### Ejercicio breve 1
Según el relato sobre las prácticas de fútbol, ¿qué distancia se recorría a pie cada día el año pasado desde la parada del bus hasta el trabajo?
### Ejercicio breve 2
Prolonga el relato sobre las prácticas de fútbol y el manejo en el hielo a partir de su última pregunta.

### Texto fuente
==========

Comer algo y salir otra vez manejando para llevarles a las prácticas de fútbol. Los martes entrenan en dos comunidades distintas, a diferentes horas y tengo que atravesar la ciudad de una locación a otra. En el tramo en el que vamos los tres juntos conversamos sobre el día y qué hicieron en la escuela. Dejamos a Nael y en el siguiente tramo Elías me pregunta: ¿Qué está pasando en el Ecuador? ¿Están bien mis abuelas?¿Dónde estaba la bomba que mi abuela oyó en la madrugada?
Le contesto lo mejor que puedo. Me pregunta cómo se dice narcotraficante en inglés. Se queda en su entrenamiento mientras yo me regreso a recoger a Nael, 12 minutos para seguir practicando concentradamente cómo manejar en hielo mientras pienso ¿Y ahora qué va a pasar en el Ecuador y ahora qué y ahora qué?
Manejar y manejar mientras mis clavículas se contraen. Al regreso de las dos prácticas, más de las 21:00 y todas las posibles condiciones climáticas: el hielo, la nieve que vuela, la llovizna, el viento y -30 grados, veo personas envueltas en sus abrigos en la calle y siento deseos de llorar. Trato de acordarme cómo se sentía caminar y tomar el bus en estas condiciones el año pasado. Los dos kilómetros que caminé todos los días desde la parada del bus hasta el trabajo; las noches de llevarles a los entrenamientos y recorrer campos enteros con la nieve hasta los tobillos para llegar. ¿Cómo hicimos eso? ¿Para qué hacemos esto? ¿Cual es el objetivo de esta experiencia?

==========

### Contenido del listado
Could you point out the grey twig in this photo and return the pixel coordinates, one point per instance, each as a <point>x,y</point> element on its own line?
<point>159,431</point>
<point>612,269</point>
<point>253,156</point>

==========

### Respuesta del ejercicio 1
Dos kilómetros.

### Respuesta del ejercicio 2
En este año y medio he atravesado la duda que me producen estas preguntas para las que no tengo respuesta. Las respondo con adrenalina, la misma que mantiene mi cuerpo activo para superar el día a día. Con una mente lógica que hace cuentas, organiza porciones de proteína para que nadie pase hambre, hace almuerzos, hace las citas con el foodbank, maneja en el hielo, hace calendarios para llegar a todas las prácticas, los partidos, el voluntariado y el trabajo sin desfallecer, con la mente positiva, con el amor para interesarme por mi familia, con el deseo de saber cómo les va a cada uno en su vida. Adrenalina, y un estado de permanente desconexión intelectual. No permitirme juzgar, entender o explicar mi situación y solo a veces, en las pausas imaginarias, entre el minuto en el que suena el despertador y el que me levanto me imagino que estoy en el Ecuador, en la última casa en la que viví. Acostada en el césped, tomando jugo de tomate de árbol debajo del sol.
En el tercer día de la ola polar el carro no se encendió, y la aplicación del clima tenía una alerta que decía: La temperatura es peligrosa para la vida (life-threatening cold, health risks). Le escribí a mi mamá antes de salir de la casa y le envíe una captura de pantalla del anuncio, traduciéndole lo que decía y ella me respondió: “Aquí y allá, tu vida y la mía están en riesgo. Anteayer incendiaron un carro en la puerta de la frutería dónde siempre compro”.
Me inunda la culpa de estar lejos. Pero no me puedo detener a sentir esa culpa, tengo que volver a salir, tratar de encender la batería del carro con ayuda de mis vecinos ucranianos que me pasan corriente. Resistir 10 minutos afuera y 20 minutos hasta que el auto se caliente y mis dedos recuperen el calor. Llegar tarde al trabajo y llorar en los hombros de mi jefa. “No sé si voy a resistir la ola polar, no sé si al final gasté mis ahorros en un auto que no va a superar el invierno, no sé si debería estar aquí, no entiendo nada”. Ella me dice: “You will be ok, this is ok, this is normal, it will pass, it is only your second winter, it will get better”.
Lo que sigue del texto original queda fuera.